* GOAL OF THE EXERCISE
From the records below, print exactly the lines starting at the one containing "person in red" and ending at the one containing "In this exercise you will put a dot on the snowboarder", ends included, and nothing else.

━━━━━ GIVEN ENTRIES ━━━━━

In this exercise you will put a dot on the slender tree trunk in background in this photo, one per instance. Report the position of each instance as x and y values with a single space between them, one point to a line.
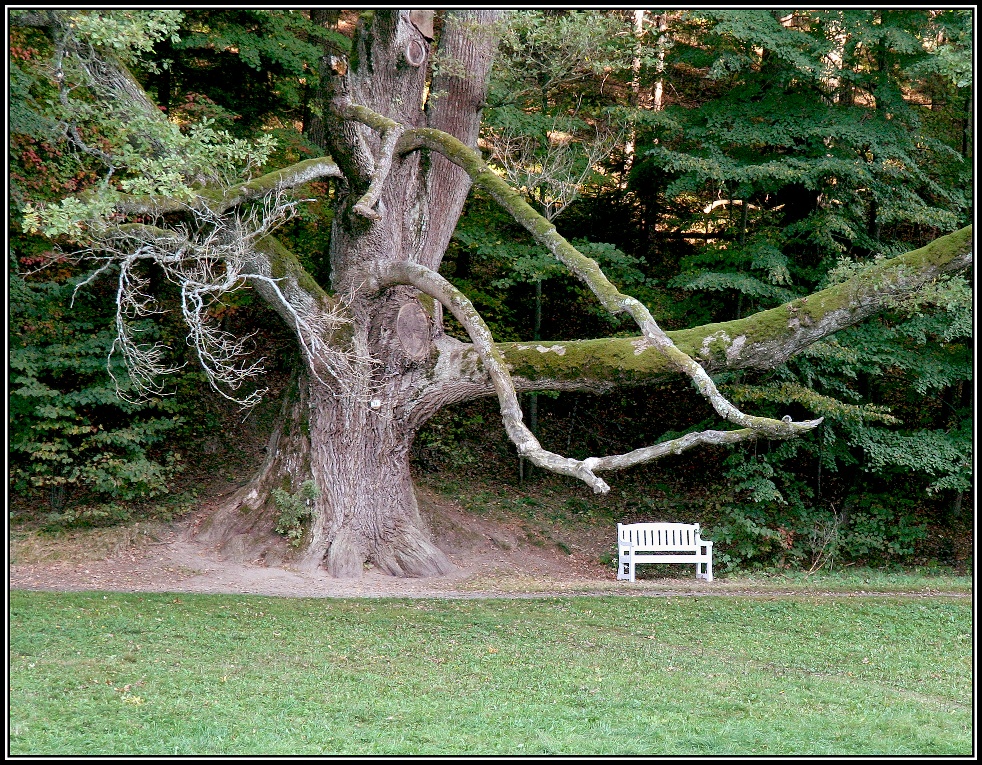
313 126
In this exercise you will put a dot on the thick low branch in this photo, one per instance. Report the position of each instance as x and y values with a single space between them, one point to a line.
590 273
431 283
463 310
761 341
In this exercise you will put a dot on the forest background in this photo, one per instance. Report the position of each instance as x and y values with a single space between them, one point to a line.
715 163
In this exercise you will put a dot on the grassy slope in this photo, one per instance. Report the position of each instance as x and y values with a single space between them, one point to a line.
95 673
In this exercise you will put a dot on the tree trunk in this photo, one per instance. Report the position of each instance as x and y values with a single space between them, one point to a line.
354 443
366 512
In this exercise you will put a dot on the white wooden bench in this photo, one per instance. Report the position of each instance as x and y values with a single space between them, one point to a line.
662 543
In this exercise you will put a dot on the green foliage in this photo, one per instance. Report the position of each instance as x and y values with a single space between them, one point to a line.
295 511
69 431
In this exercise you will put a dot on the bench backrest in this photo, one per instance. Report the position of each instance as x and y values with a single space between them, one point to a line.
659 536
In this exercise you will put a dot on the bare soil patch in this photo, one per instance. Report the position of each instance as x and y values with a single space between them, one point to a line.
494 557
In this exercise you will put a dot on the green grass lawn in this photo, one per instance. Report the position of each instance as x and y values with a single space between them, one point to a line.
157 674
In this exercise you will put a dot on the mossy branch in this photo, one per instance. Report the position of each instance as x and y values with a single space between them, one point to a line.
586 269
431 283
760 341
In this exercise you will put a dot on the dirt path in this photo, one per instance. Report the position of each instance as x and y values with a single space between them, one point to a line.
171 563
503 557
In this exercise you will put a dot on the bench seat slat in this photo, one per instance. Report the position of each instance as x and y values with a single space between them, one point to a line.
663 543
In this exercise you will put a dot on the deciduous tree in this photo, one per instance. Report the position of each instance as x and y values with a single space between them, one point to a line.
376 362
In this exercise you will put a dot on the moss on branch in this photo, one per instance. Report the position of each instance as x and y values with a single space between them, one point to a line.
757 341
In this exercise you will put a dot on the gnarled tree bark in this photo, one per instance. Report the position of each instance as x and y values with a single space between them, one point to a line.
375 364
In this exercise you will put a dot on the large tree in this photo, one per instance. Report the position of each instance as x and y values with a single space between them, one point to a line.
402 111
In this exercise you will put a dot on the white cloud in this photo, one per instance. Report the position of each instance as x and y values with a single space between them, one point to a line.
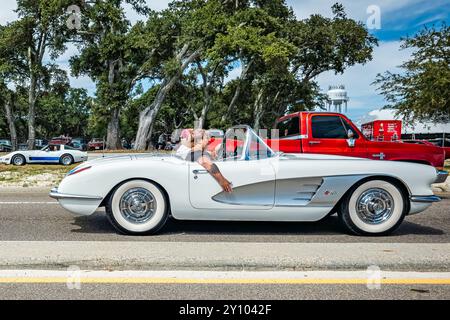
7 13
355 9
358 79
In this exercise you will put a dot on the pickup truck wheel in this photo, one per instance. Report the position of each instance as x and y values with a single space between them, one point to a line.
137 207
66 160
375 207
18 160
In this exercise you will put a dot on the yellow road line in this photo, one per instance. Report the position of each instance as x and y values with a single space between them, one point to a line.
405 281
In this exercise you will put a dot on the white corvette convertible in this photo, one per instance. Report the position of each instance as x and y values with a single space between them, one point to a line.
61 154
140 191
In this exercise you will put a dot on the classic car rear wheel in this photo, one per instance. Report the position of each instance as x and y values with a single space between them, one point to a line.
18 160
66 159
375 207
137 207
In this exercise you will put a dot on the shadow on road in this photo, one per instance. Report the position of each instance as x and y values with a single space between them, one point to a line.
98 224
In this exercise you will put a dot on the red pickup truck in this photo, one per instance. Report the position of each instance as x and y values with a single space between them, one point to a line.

━━━━━
━━━━━ GIVEN ENTRIES ━━━━━

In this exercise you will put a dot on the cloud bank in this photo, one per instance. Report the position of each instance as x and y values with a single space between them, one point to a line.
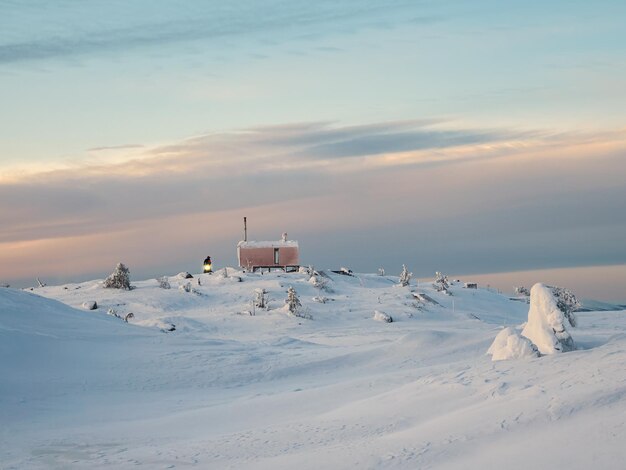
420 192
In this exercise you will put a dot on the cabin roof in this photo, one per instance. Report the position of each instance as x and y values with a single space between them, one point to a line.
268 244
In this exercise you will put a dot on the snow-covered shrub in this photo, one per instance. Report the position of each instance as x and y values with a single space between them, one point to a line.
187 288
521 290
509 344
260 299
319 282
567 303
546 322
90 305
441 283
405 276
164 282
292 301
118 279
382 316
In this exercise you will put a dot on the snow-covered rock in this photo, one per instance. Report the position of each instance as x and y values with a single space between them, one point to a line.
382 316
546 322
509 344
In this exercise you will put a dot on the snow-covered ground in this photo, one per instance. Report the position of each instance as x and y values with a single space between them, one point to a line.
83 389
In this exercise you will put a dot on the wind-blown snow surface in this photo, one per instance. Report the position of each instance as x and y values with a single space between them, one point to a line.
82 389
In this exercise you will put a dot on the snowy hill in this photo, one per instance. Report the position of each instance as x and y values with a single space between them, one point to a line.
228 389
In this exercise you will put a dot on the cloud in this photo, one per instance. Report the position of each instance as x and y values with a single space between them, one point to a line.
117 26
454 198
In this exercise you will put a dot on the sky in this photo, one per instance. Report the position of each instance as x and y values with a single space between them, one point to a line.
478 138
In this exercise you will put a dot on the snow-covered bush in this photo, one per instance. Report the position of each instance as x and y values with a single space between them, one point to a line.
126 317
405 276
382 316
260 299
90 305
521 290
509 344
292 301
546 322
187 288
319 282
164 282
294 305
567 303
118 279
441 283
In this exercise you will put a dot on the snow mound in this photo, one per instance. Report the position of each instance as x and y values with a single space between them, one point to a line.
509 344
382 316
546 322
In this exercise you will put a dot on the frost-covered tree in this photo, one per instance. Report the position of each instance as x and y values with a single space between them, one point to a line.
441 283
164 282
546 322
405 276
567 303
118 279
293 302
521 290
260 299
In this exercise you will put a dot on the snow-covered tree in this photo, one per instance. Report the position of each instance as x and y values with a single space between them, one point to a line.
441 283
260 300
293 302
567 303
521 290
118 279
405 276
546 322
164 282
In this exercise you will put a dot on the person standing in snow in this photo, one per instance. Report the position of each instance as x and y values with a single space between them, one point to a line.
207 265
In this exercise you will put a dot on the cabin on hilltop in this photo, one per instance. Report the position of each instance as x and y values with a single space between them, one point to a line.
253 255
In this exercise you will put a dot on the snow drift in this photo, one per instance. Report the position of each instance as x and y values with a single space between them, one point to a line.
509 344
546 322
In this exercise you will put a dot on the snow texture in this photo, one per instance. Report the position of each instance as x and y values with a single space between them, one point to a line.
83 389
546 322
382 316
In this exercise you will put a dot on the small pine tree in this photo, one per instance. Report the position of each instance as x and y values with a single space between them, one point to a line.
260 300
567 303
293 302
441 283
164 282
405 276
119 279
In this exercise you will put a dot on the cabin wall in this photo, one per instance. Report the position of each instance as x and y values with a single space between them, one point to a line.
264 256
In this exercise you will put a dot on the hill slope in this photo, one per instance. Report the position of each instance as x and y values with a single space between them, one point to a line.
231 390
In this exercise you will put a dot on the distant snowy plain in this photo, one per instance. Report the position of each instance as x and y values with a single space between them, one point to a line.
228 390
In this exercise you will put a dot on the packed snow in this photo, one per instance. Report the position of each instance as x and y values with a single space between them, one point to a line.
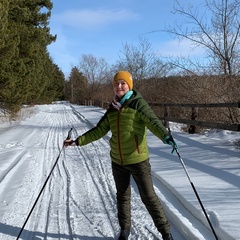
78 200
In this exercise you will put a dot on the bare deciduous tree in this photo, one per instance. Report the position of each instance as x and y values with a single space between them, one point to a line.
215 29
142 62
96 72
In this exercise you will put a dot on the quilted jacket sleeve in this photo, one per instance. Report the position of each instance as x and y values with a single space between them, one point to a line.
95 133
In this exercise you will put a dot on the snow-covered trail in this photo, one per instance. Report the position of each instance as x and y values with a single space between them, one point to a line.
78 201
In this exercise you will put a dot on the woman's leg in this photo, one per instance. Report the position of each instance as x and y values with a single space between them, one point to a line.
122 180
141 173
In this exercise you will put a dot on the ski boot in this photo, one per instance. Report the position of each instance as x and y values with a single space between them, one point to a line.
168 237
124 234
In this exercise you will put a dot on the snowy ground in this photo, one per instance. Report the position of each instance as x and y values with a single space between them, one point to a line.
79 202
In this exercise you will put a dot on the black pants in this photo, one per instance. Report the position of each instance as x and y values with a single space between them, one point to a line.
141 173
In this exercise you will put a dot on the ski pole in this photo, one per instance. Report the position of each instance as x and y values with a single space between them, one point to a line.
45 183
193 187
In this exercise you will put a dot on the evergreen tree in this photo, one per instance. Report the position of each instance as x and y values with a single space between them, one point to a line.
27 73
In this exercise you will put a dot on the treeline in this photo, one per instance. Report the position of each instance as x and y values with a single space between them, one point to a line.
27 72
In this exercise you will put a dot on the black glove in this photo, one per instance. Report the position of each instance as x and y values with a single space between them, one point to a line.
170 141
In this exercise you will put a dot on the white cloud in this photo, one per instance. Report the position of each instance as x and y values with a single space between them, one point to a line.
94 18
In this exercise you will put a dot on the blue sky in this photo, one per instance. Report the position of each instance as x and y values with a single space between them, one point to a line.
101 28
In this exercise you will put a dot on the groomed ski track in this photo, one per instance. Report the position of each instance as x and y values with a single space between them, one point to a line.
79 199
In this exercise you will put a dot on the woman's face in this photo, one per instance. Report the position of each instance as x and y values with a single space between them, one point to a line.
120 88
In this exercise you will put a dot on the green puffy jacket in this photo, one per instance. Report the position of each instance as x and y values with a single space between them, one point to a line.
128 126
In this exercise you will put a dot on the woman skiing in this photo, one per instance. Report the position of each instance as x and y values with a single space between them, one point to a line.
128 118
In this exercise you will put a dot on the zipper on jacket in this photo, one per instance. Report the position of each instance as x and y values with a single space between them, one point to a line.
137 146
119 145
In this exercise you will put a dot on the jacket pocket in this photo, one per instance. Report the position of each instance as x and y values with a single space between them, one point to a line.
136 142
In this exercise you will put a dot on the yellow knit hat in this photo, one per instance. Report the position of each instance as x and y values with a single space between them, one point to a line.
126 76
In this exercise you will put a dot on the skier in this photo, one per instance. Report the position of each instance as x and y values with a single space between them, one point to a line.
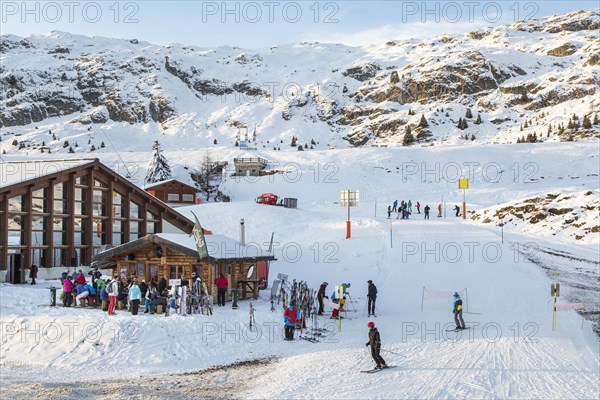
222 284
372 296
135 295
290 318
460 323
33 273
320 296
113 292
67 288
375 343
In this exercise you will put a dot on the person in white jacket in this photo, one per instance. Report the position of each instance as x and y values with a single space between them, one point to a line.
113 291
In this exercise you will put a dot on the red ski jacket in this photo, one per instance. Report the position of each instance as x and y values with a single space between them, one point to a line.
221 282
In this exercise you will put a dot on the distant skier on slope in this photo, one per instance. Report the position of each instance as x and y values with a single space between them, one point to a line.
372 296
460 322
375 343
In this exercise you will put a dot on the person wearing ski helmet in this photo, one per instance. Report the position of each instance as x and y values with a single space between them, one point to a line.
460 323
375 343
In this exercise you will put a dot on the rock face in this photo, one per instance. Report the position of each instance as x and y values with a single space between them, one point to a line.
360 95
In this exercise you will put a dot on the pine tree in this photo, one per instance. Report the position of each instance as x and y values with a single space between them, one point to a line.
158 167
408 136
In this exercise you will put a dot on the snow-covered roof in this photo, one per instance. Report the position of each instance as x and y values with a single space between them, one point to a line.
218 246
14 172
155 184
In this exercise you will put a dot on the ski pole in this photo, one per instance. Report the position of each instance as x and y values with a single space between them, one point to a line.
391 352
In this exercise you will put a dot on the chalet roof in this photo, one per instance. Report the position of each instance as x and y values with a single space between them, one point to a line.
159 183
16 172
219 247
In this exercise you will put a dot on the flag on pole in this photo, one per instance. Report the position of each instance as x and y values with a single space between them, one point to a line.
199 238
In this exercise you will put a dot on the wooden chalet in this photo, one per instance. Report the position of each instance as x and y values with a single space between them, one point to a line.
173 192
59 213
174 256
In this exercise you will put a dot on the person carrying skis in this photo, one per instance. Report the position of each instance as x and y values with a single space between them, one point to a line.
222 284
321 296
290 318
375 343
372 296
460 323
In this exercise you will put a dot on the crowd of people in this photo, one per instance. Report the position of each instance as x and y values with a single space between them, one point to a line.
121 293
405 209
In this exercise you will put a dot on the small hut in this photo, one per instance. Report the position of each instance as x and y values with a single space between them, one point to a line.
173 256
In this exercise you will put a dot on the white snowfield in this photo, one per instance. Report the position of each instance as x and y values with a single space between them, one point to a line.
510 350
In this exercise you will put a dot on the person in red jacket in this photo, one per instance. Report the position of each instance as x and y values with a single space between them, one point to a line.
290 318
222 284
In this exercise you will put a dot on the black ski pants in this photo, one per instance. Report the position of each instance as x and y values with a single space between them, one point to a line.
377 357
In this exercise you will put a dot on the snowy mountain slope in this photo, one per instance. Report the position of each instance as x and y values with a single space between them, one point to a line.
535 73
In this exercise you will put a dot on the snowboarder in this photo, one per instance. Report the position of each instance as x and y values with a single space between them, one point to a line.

━━━━━

* RESULT
In this exercise you will put a dot on the person in red jacket in this photo, one per instance. Report the position of each instance as x and y values with a single space between them, one point to a line.
290 318
222 284
In this exercise you will put a dot on the black ski pants in this photo, one per instance. Report the position of each instance as x and y values with a single space between them, one point to a line.
377 357
In this exercise you will put a dot on the snowy mountain slope in this photo, one per instance. Report the position of each instance as x and y values with a single space between them, one point to a line.
535 73
In this exercise you will put a dot on the snowboarder in this photo, one per instance. Report the position of each instance as x and y values with a single space between them, one point to a line.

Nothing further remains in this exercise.